## [Exercise instructions]
The full set of entries below must be returned exactly as shown.

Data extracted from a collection
________________________
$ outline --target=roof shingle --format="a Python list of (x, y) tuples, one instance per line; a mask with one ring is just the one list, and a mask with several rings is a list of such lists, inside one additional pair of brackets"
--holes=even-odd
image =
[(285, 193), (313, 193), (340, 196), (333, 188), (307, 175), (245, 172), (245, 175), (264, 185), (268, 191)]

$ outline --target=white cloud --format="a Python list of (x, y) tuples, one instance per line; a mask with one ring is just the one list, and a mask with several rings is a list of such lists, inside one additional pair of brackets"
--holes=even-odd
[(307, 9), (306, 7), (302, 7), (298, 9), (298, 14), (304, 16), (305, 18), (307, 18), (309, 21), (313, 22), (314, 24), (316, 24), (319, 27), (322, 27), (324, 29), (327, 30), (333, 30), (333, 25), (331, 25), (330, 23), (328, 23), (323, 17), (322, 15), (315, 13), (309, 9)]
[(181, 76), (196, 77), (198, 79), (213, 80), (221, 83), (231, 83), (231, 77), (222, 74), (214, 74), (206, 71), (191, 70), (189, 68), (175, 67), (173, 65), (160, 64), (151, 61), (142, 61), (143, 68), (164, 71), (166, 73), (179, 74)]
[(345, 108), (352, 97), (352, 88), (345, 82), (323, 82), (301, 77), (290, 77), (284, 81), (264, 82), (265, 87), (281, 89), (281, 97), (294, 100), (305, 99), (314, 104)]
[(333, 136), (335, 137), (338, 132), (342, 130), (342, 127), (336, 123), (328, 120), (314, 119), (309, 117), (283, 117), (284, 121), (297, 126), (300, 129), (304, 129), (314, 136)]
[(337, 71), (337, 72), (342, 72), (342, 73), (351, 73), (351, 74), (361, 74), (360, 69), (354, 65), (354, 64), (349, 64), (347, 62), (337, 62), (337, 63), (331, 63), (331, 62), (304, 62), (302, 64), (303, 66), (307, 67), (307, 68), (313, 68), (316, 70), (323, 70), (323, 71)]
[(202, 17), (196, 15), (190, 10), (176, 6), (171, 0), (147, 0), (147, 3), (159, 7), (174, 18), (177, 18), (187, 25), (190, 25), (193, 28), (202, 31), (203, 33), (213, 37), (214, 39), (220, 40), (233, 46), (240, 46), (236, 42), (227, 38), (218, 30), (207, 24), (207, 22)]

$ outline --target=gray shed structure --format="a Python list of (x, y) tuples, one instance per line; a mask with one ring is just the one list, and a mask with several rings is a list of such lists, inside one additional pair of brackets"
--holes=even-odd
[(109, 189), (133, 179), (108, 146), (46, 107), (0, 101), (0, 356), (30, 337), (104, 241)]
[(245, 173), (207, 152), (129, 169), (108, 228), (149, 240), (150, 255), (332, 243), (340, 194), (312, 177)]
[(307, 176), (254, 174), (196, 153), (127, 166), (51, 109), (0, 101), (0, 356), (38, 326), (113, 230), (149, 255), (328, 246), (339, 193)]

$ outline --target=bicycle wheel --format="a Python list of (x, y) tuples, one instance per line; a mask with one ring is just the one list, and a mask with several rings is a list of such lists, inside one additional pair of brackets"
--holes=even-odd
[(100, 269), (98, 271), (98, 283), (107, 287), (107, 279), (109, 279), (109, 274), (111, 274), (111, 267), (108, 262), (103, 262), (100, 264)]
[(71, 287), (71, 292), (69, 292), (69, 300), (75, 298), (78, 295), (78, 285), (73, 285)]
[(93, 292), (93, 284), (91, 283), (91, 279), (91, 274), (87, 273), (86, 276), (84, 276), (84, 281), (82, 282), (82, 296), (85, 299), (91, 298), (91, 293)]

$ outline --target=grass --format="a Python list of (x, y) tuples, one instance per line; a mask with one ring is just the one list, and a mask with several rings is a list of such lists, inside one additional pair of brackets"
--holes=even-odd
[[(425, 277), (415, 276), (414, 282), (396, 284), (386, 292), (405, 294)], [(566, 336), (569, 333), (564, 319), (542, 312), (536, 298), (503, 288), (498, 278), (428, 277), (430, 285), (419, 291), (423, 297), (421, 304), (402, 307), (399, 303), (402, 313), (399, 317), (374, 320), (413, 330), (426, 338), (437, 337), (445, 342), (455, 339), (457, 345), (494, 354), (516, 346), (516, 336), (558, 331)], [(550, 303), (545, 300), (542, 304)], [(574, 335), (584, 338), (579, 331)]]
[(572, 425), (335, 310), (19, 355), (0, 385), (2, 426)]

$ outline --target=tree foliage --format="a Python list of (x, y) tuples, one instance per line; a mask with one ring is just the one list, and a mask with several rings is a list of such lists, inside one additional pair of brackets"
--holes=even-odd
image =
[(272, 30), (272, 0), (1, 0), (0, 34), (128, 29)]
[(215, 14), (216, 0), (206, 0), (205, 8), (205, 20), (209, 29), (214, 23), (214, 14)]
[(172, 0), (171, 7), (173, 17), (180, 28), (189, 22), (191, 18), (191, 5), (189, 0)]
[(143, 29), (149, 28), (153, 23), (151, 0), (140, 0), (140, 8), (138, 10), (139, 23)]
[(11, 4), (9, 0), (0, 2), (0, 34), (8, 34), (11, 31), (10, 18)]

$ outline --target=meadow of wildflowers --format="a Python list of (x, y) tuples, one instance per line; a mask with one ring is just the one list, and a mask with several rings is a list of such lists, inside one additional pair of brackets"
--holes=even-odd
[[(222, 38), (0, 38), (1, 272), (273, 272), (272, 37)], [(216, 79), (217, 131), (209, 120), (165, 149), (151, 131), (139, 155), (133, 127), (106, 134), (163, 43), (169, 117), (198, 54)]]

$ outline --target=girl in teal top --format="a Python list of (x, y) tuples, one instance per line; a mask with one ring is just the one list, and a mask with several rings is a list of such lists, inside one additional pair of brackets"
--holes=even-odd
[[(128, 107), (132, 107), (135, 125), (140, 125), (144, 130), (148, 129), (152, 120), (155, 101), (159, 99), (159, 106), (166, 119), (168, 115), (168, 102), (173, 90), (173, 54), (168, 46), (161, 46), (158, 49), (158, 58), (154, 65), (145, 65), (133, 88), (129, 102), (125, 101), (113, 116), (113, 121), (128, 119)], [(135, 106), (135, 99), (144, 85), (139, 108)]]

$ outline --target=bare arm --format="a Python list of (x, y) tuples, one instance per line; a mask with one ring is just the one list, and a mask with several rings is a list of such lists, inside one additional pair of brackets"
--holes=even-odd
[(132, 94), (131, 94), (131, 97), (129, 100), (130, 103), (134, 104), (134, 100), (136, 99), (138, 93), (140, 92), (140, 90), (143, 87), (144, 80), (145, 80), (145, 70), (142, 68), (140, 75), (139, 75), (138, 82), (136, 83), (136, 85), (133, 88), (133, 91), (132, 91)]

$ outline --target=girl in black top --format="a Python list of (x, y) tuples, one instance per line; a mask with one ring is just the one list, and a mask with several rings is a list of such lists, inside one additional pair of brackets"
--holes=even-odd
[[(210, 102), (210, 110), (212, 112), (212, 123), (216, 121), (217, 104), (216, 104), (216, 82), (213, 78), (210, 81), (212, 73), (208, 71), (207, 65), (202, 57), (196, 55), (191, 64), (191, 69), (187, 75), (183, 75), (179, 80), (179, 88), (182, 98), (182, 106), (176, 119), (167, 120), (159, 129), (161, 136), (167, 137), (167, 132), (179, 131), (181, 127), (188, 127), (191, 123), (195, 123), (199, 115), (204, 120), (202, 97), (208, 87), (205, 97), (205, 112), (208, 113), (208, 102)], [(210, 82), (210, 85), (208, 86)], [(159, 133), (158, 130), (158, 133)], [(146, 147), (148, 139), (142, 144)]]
________________________
## [Reply]
$ outline --target=roof shingle --format="a Python list of (x, y) tuples, one instance per line; a mask with one ring is just the one list, and a mask with several rings is a list of such lists, inside one additional pair of brackets"
--holes=even-odd
image =
[(285, 193), (313, 193), (340, 196), (333, 188), (307, 175), (245, 172), (245, 175), (264, 185), (268, 191)]

$ outline --target=white cloud --format="a Python list of (x, y) tuples, one instance per line; a mask with one ring is just the one list, and a mask with several rings is a list of such lists, inside one additional pair of brackets"
--holes=even-odd
[(307, 9), (306, 7), (302, 7), (298, 9), (298, 14), (304, 16), (305, 18), (307, 18), (309, 21), (313, 22), (314, 24), (316, 24), (319, 27), (322, 27), (324, 29), (327, 30), (333, 30), (333, 25), (331, 25), (330, 23), (328, 23), (323, 17), (322, 15), (315, 13), (309, 9)]
[(181, 76), (196, 77), (198, 79), (213, 80), (221, 83), (231, 83), (231, 77), (222, 74), (214, 74), (206, 71), (191, 70), (189, 68), (175, 67), (173, 65), (160, 64), (151, 61), (142, 61), (143, 68), (164, 71), (166, 73), (179, 74)]
[(345, 108), (352, 97), (352, 88), (345, 82), (323, 82), (301, 77), (290, 77), (284, 81), (264, 82), (265, 87), (281, 89), (281, 97), (294, 100), (305, 99), (314, 104)]
[(333, 136), (335, 137), (338, 132), (342, 130), (342, 127), (336, 123), (328, 120), (314, 119), (309, 117), (283, 117), (284, 121), (297, 126), (300, 129), (304, 129), (314, 136)]
[(337, 71), (337, 72), (342, 72), (342, 73), (351, 73), (351, 74), (361, 74), (360, 69), (354, 65), (354, 64), (349, 64), (347, 62), (337, 62), (337, 63), (331, 63), (331, 62), (304, 62), (302, 64), (303, 66), (307, 67), (307, 68), (313, 68), (316, 70), (323, 70), (323, 71)]
[(202, 17), (196, 15), (190, 10), (176, 6), (171, 0), (147, 0), (147, 3), (159, 7), (174, 18), (177, 18), (187, 25), (190, 25), (193, 28), (202, 31), (203, 33), (213, 37), (214, 39), (220, 40), (233, 46), (240, 46), (236, 42), (227, 38), (218, 30), (207, 24), (207, 22)]

$ outline --target=gray shed structure --format="a Python list of (x, y) tuples, one instance per line; a mask with one ring is just the one list, and a mask with several rings is a list of such lists, inside one additional pair of brackets"
--holes=even-odd
[(109, 189), (133, 179), (108, 146), (46, 107), (0, 101), (0, 356), (30, 337), (104, 241)]
[(245, 173), (207, 152), (129, 169), (108, 228), (149, 240), (150, 255), (332, 243), (340, 194), (312, 177)]
[(307, 176), (254, 174), (196, 153), (127, 166), (51, 109), (0, 101), (0, 356), (38, 326), (113, 230), (149, 255), (328, 246), (339, 193)]

$ outline --target=bicycle wheel --format="a Python list of (x, y) tuples, one instance per line; a mask with one ring is just the one list, and a mask with several rings is a list of such lists, inside one additional pair of brackets"
--holes=even-odd
[(100, 269), (98, 271), (98, 283), (107, 287), (107, 279), (109, 279), (109, 274), (111, 274), (111, 267), (108, 262), (103, 262), (100, 264)]
[(71, 287), (71, 292), (69, 292), (69, 300), (75, 298), (78, 295), (78, 285), (73, 285)]
[(93, 292), (93, 284), (91, 283), (91, 279), (91, 274), (87, 273), (86, 276), (84, 276), (84, 281), (82, 282), (82, 296), (85, 299), (91, 298), (91, 293)]

$ outline --target=grass --format="a Python list of (x, y) tuples, one instance per line; a mask with one ring is just the one list, and a mask with several rings is a list of such lists, inside one additional pair of brackets"
--holes=even-odd
[[(425, 277), (415, 276), (414, 282), (396, 284), (386, 292), (405, 294)], [(566, 336), (569, 333), (564, 319), (542, 312), (536, 298), (503, 288), (498, 278), (428, 277), (430, 285), (419, 291), (423, 297), (421, 304), (402, 307), (399, 303), (402, 313), (399, 317), (374, 320), (413, 330), (426, 338), (437, 337), (445, 342), (455, 339), (457, 345), (494, 354), (516, 346), (516, 336), (558, 331)], [(550, 303), (545, 300), (542, 304)], [(574, 335), (584, 338), (579, 331)]]
[(572, 425), (335, 310), (19, 355), (0, 385), (2, 426)]

$ outline --target=tree foliage --format="a Python list of (x, y) tuples, one instance per line; a mask with one ring is just the one list, and a mask with several rings is a list of such lists, inside one additional pair of brackets"
--holes=even-odd
image =
[(272, 30), (272, 0), (1, 0), (0, 34), (128, 29)]
[(215, 14), (216, 0), (206, 0), (205, 8), (205, 20), (209, 29), (214, 23), (214, 14)]
[(172, 0), (171, 7), (173, 17), (180, 28), (189, 22), (191, 18), (191, 5), (189, 0)]
[(143, 29), (149, 28), (153, 23), (151, 0), (140, 0), (140, 8), (138, 10), (139, 23)]
[(11, 4), (9, 0), (0, 2), (0, 34), (8, 34), (11, 31), (10, 18)]

$ outline --target=meadow of wildflowers --format="a Python list of (x, y) tuples, one instance per line; a mask with one ring is just the one list, and a mask with several rings is a list of such lists, inside one additional pair of brackets"
--holes=even-odd
[[(222, 38), (0, 38), (1, 272), (273, 272), (272, 37)], [(216, 79), (217, 131), (209, 120), (165, 149), (151, 131), (139, 155), (133, 127), (106, 134), (163, 43), (169, 117), (198, 54)]]

$ outline --target=girl in teal top --format="a Python list of (x, y) tuples, one instance per line; a mask with one ring is just the one list, and a mask with several rings is a list of such lists, inside one additional pair of brackets"
--holes=even-odd
[[(128, 107), (132, 107), (135, 125), (140, 125), (144, 130), (148, 129), (152, 120), (155, 101), (159, 99), (159, 106), (166, 119), (168, 115), (168, 102), (173, 90), (173, 54), (168, 46), (161, 46), (158, 49), (158, 58), (154, 65), (145, 65), (133, 88), (129, 102), (125, 101), (113, 116), (113, 121), (128, 119)], [(135, 106), (135, 99), (144, 85), (139, 108)]]

$ outline --target=bare arm --format="a Python list of (x, y) tuples, one instance per line; a mask with one ring is just the one list, and a mask with several rings is a list of such lists, inside one additional pair of brackets"
--holes=even-odd
[(132, 94), (131, 94), (131, 97), (129, 100), (130, 103), (134, 104), (134, 100), (136, 99), (138, 93), (140, 92), (140, 90), (143, 87), (144, 80), (145, 80), (145, 70), (142, 68), (140, 75), (139, 75), (138, 82), (136, 83), (136, 85), (133, 88), (133, 91), (132, 91)]

$ outline --target=girl in black top --format="a Python list of (x, y) tuples, one instance per line; a mask with one ring is just the one list, and a mask with several rings is a list of such lists, inside one additional pair of brackets"
--holes=even-odd
[[(210, 102), (210, 110), (212, 112), (212, 123), (216, 121), (217, 104), (216, 104), (216, 82), (213, 78), (210, 81), (212, 73), (208, 71), (207, 65), (202, 57), (196, 55), (191, 64), (191, 69), (187, 75), (183, 75), (179, 80), (179, 88), (182, 98), (182, 106), (176, 119), (167, 120), (159, 129), (161, 136), (167, 137), (167, 132), (179, 131), (181, 127), (188, 127), (191, 123), (195, 123), (199, 115), (204, 120), (202, 97), (208, 87), (205, 97), (205, 112), (208, 113), (208, 102)], [(210, 82), (210, 85), (208, 86)], [(159, 133), (158, 130), (158, 133)], [(146, 147), (148, 139), (142, 144)]]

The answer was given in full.